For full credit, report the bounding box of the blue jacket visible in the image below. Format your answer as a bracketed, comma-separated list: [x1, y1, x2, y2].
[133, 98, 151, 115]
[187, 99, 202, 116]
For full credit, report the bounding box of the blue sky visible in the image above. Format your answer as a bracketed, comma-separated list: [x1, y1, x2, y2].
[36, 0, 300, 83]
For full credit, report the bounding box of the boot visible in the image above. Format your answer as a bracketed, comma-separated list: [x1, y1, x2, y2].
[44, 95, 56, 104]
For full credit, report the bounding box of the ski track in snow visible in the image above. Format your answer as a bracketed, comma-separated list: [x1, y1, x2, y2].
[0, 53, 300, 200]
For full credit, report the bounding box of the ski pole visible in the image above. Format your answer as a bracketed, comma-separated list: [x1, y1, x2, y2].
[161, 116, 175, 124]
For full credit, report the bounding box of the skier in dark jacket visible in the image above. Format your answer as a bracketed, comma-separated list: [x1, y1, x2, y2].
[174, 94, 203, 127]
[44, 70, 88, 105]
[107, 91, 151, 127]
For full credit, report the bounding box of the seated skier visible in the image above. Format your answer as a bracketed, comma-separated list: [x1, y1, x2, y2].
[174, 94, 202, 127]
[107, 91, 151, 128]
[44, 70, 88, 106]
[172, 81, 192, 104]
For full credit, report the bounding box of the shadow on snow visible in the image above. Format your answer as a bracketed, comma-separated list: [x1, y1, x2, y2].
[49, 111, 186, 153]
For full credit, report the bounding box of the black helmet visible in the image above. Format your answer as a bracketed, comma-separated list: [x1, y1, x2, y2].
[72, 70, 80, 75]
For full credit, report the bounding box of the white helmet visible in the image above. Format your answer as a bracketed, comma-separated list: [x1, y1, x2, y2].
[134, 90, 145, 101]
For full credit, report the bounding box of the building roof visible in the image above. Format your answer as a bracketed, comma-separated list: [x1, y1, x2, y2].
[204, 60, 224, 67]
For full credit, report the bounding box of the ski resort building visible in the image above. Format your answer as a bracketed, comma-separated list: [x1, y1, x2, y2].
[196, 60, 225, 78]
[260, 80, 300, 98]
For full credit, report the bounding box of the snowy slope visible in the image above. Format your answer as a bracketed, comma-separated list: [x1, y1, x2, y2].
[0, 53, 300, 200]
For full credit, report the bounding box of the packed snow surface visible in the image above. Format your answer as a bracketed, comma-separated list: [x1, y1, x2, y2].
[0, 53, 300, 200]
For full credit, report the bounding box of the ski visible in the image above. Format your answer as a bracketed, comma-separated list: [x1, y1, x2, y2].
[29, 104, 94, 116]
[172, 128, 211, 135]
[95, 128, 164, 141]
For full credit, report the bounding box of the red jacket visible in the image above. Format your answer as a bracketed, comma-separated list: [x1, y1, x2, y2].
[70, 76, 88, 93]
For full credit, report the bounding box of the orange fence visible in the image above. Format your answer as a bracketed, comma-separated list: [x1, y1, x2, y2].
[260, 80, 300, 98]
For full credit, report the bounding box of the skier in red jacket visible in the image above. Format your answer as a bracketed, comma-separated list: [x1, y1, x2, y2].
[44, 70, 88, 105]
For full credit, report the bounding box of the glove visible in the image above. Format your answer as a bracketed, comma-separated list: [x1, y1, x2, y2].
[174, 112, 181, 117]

Petunjuk: Tuliskan ulang seluruh catatan di atas baris demi baris, persis sama tanpa perubahan apa pun.

Jawaban Berikut:
For full credit, report the bounding box of the blue jacket visible in the image below. Format your answer as a bracketed, comma-separated list: [x1, y1, x2, y2].
[133, 98, 151, 115]
[187, 99, 202, 116]
For full credit, report the bounding box of the blue sky visible in the image above. Format your answer as a bracketed, comma-separated list: [x1, y1, x2, y2].
[36, 0, 300, 83]
For full credit, report the bounding box of the boot visible in the image above. Format your answer as a bracketed, comma-separated list: [x1, y1, x2, y2].
[44, 95, 56, 104]
For full credit, report the bounding box of the ski track in snow visible in the image above. Format your answer as a bracketed, comma-separated list: [x1, y1, x2, y2].
[0, 53, 300, 200]
For full credit, report the bounding box of the ski pole visible in the image above. Format your answer as a bracketed, comma-separated list: [x1, y1, x2, y2].
[161, 116, 175, 124]
For full credit, report the bounding box of the skier in dark jacket visible in the image above. Format your answer as a bracketed, comma-separated list: [x1, y1, x2, y2].
[174, 94, 203, 127]
[44, 70, 88, 105]
[107, 91, 151, 127]
For full credit, report the bounding box of the seated skier visible in the image above. Format your answer as a bracketed, comma-separated list: [x1, y1, x2, y2].
[174, 94, 202, 127]
[107, 91, 151, 128]
[44, 70, 88, 106]
[172, 81, 192, 104]
For full credit, report the bounding box of the shadow on snow visible in the image above. Format your answer as a bracketed, comma-separated list: [x1, y1, x2, y2].
[49, 111, 186, 153]
For full credit, report the bounding box of the black helmet visible in the image above. Format your answer as a bracketed, comma-separated list: [x1, y1, x2, y2].
[72, 70, 80, 75]
For full credit, report the bounding box of the white helmet visible in the image above. Format your answer as a bracketed, comma-separated list: [x1, y1, x2, y2].
[134, 90, 145, 101]
For full credit, report the bounding box of the building roof visible in the image above. Format your answer as a bracketed, comma-separated list: [x1, y1, x2, y2].
[204, 60, 224, 67]
For full credit, report the bounding box of the ski resort building visible in the image above. Format your answer as a bracketed, comma-separated list: [x1, y1, x2, y2].
[196, 60, 225, 78]
[260, 80, 300, 98]
For full credit, report the bounding box of the snowy slope visible in the image above. Format your answer as a bracketed, comma-separated list: [x1, y1, x2, y2].
[0, 53, 300, 200]
For full credit, report the bounding box of the packed snow surface visible in the image above. Format your answer as a bracketed, comma-separated list: [x1, y1, x2, y2].
[0, 53, 300, 200]
For full credit, report the bounding box of the ski visible in the image above. Format your answer as a bracketed, comma-separated list: [x1, y1, x2, y2].
[29, 104, 94, 116]
[172, 128, 211, 135]
[95, 128, 164, 141]
For full credit, report the bounding box of the red jacket visible in the image above. Format your answer as a bracketed, comma-separated list: [x1, y1, x2, y2].
[70, 76, 88, 93]
For full credit, report the bounding box of the orange fence visible in the image above. Format your answer as a bracketed, comma-separated list: [x1, y1, x2, y2].
[260, 80, 300, 98]
For full credit, report the bounding box of the skier in red jacket visible in the image above. Format your answer as a bracketed, comma-separated list: [x1, y1, x2, y2].
[44, 70, 88, 105]
For full credit, report the bounding box of the glove visible in the image above. Format your answer as a bracketed, comma-separated list: [x1, y1, x2, y2].
[174, 112, 181, 117]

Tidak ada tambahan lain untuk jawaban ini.